Work to complete: Gather each line of the listing below that contains the word "hairy" and copy those lines out.

(Point annotation dataset records)
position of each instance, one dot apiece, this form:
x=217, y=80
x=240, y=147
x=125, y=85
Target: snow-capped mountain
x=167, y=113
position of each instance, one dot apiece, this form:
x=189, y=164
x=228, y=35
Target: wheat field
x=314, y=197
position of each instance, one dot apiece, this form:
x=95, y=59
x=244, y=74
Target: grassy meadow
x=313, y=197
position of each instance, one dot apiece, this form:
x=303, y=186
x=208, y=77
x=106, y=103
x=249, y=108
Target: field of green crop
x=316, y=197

--

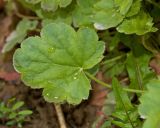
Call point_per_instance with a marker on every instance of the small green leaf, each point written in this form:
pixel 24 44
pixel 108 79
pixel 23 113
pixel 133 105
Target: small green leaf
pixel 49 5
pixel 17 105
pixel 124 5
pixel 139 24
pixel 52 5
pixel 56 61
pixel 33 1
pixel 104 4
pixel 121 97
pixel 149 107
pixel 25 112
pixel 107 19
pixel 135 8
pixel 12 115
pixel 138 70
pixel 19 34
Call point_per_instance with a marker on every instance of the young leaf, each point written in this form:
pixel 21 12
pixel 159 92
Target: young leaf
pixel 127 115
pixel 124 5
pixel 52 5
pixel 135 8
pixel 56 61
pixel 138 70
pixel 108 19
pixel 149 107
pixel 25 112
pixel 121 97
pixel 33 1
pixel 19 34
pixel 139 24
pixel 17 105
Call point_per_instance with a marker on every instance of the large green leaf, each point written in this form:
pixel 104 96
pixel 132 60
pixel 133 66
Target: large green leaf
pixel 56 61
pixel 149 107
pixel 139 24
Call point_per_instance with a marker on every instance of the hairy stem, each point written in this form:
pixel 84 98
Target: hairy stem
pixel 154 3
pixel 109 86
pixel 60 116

Correct output:
Call point_per_instance with a marker on every instance of the hairy stem, each point written in this form:
Target: hairy stem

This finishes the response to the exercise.